#### Excerpted text
● ● ●

Guitars: Gibson ES-339 and LP studio w/ grovers and WCR Fillmores. Simon and Patrick Showcase Rosewood CW, PRS SE Semi Hollow w/ mods, modded Ibanez MC300NT
Amps: Groove Tubes Soul-O 45, Fuchs ODS 50 mod - EVM12L, Emi RW&B, and Weber Cali cabs
Ardx20 w/ Amaze0 in the loop.

Heady Jam Fan

Hitting the sack, so you can search for the thread, its on here not too long ago, probably here under the guitar topic - otherwise search guitar electronics - it has the schema, just a few additions you need to request from your tech.

Telling if you can wire pups that way isn't too tough; they either have two or four conductor wires available. If they have two, two of the four are essentially connected internally, if they have four conductor wires, you can do anything with them.

Pulling out the pickup and looking at where they connect to the remainder of the electrical components is the best bet on letting you know if there are two or four conductor wires. If it is a typical wiring, and there are four conductor wires, then you will see some of the conductor wires soldered together most likely. Otherwise you need a new set of pups to achieve this type of wiring schema, which I think is worth it if you can afford it, been loving the parallel setting as I play a lot of SRV and Hendrix in some groups and I only want to bring one guitar, even using it a lot for my own jam tunes.

Your playing a solid body still? Easier to check - your lucky. Just open the back or bring it to a shop and ask.

● ● ●

#### Extracted material

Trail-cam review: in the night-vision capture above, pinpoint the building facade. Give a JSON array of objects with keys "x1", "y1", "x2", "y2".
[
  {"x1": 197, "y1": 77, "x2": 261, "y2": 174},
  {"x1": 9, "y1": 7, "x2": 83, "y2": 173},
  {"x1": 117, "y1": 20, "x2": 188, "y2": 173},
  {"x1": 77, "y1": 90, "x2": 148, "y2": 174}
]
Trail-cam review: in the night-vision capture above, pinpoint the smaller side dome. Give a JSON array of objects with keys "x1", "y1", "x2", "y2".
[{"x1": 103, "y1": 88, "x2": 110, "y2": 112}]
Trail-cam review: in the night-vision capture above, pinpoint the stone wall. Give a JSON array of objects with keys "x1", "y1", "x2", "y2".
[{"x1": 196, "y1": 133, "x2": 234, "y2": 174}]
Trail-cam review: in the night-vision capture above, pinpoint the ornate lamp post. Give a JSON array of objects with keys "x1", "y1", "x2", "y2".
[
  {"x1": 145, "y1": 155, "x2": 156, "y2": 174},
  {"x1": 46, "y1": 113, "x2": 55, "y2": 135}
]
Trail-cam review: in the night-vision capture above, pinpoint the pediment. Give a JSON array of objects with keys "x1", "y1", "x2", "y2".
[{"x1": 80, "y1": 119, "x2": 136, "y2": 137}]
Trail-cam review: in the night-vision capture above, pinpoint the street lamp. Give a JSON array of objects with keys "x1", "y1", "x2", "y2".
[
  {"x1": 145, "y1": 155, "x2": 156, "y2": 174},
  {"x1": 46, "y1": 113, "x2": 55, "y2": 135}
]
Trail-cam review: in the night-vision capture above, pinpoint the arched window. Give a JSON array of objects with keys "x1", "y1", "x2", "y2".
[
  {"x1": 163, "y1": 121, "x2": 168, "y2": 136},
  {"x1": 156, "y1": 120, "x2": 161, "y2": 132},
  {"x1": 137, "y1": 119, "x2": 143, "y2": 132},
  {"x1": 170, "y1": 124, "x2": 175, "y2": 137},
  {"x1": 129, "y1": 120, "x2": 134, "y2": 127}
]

● ● ●

#### Written request A
In the guitar post, rewrite everything from "Guitars: Gibson ES-339" down to "from your tech.", swapping "Fillmores" for "humbuckers".
#### Written request B
According to the guitar post, why does the writer think a new set of pickups is worth buying?
#### Written request C
Extend the guitar wiring post beyond its final sentence.

#### Answer A
Guitars: Gibson ES-339 and LP studio w/ grovers and WCR humbuckers. Simon and Patrick Showcase Rosewood CW, PRS SE Semi Hollow w/ mods, modded Ibanez MC300NT
Amps: Groove Tubes Soul-O 45, Fuchs ODS 50 mod - EVM12L, Emi RW&B, and Weber Cali cabs
Ardx20 w/ Amaze0 in the loop.

Heady Jam Fan

Hitting the sack, so you can search for the thread, its on here not too long ago, probably here under the guitar topic - otherwise search guitar electronics - it has the schema, just a few additions you need to request from your tech.

#### Answer B
The writer has been loving the parallel setting. They play a lot of SRV and Hendrix in some groups and want to bring only one guitar, and they also use that setting a lot for their own jam tunes.

#### Answer C
PS - saw your post on the Lessons board, I will try to double check that for you tomorrow or sometime this week (looks correct in my buzzed state) -been super busy as I neglected most of my doc school work this week aside from teaching all the master student ladies... had to write 14+ pages in a few hours today, and about to try to enjoy two weeks of no work aside from a few days of psych assessments, so I can't promise I will check it, but will try to. Just remember, it will be enharmonic and don't doubt yourself because of that.
Headless Hollowbody > Mesa Boogie MK III > TRM Trucker 212 w/ V30's
Whammy 5 > Mini Wah > 74 Script Phase 90 > CP9Pro+ > 82 TS9 > 83 TS9 > Ross Compressor > Turbo-Tuner > 83 AD9

fulltone1989

Quote from: Heady Jam Fan on August 11, 2012, 11:59:10 PM
Hitting the sack, so you can search for the thread, its on here not too long ago, probably here under the guitar topic - otherwise search guitar electronics - it has the schema, just a few additions you need to request from your tech.

Telling if you can wire pups that way isn't too tough; they either have two or four conductor wires available. If they have two, two of the four are essentially connected internally, if they have four conductor wires, you can do anything with them.

Pulling out the pickup and looking at where they connect to the remainder of the electrical components is the best bet on letting you know if there are two or four conductor wires. If it is a typical wiring, and there are four conductor wires, then you will see some of the conductor wires soldered together most likely. Otherwise you need a new set of pups to achieve this type of wiring schema, which I think is worth it if you can afford it, been loving the parallel setting as I play a lot of SRV and Hendrix in some groups and I only want to bring one guitar, even using it a lot for my own jam tunes.

Your playing a solid body still? Easier to check - your lucky. Just open the back or bring it to a shop and ask.

PS - saw your post on the Lessons board, I will try to double check that for you tomorrow or sometime this week (looks correct in my buzzed state) -been super busy as I neglected most of my doc school work this week aside from teaching all the master student ladies... had to write 14+ pages in a few hours today, and about to try to enjoy two weeks of no work aside from a few days of psych assessments, so I can't promise I will check it, but will try to. Just remember, it will be enharmonic and don't doubt yourself because of that.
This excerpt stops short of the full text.